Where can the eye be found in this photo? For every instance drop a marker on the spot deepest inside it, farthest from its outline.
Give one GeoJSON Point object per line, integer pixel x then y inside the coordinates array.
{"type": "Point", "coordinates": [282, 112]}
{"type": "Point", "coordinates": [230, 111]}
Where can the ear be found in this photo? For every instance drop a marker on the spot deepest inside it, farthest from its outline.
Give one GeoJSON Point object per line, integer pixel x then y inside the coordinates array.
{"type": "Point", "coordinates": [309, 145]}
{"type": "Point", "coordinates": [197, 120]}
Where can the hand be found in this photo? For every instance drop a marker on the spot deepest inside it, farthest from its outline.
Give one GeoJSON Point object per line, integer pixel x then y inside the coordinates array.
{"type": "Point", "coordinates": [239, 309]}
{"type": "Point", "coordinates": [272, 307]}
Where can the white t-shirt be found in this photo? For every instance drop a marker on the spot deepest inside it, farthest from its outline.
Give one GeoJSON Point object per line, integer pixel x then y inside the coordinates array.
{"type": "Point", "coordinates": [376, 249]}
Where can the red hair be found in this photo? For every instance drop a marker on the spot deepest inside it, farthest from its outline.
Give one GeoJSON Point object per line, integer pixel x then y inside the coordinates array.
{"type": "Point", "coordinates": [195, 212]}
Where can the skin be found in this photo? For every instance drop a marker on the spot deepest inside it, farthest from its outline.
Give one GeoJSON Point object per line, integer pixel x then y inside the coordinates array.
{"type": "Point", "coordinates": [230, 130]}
---
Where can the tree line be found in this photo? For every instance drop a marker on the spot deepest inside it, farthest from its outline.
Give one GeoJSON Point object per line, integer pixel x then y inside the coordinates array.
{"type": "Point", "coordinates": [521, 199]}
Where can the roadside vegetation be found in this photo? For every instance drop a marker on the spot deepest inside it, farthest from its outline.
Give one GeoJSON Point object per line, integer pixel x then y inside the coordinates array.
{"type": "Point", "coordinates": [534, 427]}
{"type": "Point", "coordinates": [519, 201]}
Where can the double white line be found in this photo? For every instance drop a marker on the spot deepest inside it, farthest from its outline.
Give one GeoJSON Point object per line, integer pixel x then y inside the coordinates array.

Set problem:
Select every line of the records above that contains the string "white", and copy each one. Treat case as significant.

Problem solution:
Where can the white t-shirt be found in this photo? For every instance drop a marker on the spot deepest inside it, farthest from its outline.
Where can the double white line be found in this photo? For every instance drop a marker on the spot deepest inside it, farthest from its outline.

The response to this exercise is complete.